:: Brano fornito

Dopo lo slittamento delle amministrative decretato dal governo Draghi, i napoletani non saranno chiamati alle urne prima di settembre od ottobre. Discorso diverso per gli iscritti ai partiti di centrosinistra che, all’inizio di giugno, dovranno esprimersi sul candidato sindaco della terza città d’Italia. L’ha annunciato il neosegretario del Partito democratico, Enrico Letta, senza troppi giri di parole: «La via maestra è quella delle primarie, sono sempre stato contrario agli accordi presi in stanze chiuse». E così i sostenitori di Pd, Italia Viva e delle altre formazioni politiche interessate a far parte del cosiddetto “campo progressista” dovranno indicare il loro candidato attraverso consultazioni online oppure votando sotto i gazebo.

::::
:: Dati raccolti

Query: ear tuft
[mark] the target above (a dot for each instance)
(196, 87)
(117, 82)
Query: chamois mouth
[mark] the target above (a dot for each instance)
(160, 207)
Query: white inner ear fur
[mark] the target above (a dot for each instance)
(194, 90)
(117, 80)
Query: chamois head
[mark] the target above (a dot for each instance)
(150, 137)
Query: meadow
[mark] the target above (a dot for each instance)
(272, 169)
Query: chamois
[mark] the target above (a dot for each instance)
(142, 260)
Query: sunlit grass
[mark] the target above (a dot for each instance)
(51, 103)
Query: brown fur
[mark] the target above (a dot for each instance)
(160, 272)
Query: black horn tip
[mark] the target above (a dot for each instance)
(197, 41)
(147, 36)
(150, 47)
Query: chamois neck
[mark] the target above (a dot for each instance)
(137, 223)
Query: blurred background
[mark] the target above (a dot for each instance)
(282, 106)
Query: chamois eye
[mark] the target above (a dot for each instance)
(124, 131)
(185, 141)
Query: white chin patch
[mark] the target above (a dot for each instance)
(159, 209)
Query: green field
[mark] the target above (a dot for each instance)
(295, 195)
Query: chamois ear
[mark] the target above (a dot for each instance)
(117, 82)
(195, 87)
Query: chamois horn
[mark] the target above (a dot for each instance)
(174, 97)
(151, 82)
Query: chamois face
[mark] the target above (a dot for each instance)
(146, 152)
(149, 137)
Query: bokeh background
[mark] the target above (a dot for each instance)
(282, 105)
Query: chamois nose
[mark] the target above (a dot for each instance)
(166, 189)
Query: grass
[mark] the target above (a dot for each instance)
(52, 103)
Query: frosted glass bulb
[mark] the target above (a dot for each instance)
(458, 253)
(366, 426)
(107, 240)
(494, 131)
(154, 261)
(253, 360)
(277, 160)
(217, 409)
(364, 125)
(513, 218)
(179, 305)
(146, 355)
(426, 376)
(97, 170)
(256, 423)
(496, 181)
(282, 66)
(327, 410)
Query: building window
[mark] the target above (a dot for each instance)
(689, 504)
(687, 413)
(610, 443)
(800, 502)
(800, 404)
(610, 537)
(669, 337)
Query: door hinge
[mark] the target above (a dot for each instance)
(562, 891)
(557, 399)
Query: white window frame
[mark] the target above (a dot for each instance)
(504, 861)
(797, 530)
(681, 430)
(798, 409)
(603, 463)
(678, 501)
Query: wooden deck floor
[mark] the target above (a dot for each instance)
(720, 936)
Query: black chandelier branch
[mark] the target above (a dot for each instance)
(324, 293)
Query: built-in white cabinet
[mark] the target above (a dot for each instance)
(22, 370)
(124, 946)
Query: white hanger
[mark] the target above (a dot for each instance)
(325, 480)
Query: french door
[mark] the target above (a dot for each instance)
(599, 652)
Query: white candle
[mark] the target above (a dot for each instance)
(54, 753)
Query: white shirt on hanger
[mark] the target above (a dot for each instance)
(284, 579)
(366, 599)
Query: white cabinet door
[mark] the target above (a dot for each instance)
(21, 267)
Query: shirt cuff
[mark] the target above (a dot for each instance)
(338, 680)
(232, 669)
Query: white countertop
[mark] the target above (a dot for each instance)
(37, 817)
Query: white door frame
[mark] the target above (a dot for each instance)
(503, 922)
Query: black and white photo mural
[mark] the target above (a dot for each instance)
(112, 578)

::::

▶ **Obiettivo**:
Sostituisci «sindaco» con «primo cittadino» nella parte del brano sulle primarie a Napoli che comincia con «Dopo lo slittamento» e termina con «sotto i gazebo.», poi riscrivi quella parte.

▶ **Soluzione**:
Dopo lo slittamento delle amministrative decretato dal governo Draghi, i napoletani non saranno chiamati alle urne prima di settembre od ottobre. Discorso diverso per gli iscritti ai partiti di centrosinistra che, all’inizio di giugno, dovranno esprimersi sul candidato primo cittadino della terza città d’Italia. L’ha annunciato il neosegretario del Partito democratico, Enrico Letta, senza troppi giri di parole: «La via maestra è quella delle primarie, sono sempre stato contrario agli accordi presi in stanze chiuse». E così i sostenitori di Pd, Italia Viva e delle altre formazioni politiche interessate a far parte del cosiddetto “campo progressista” dovranno indicare il loro candidato attraverso consultazioni online oppure votando sotto i gazebo.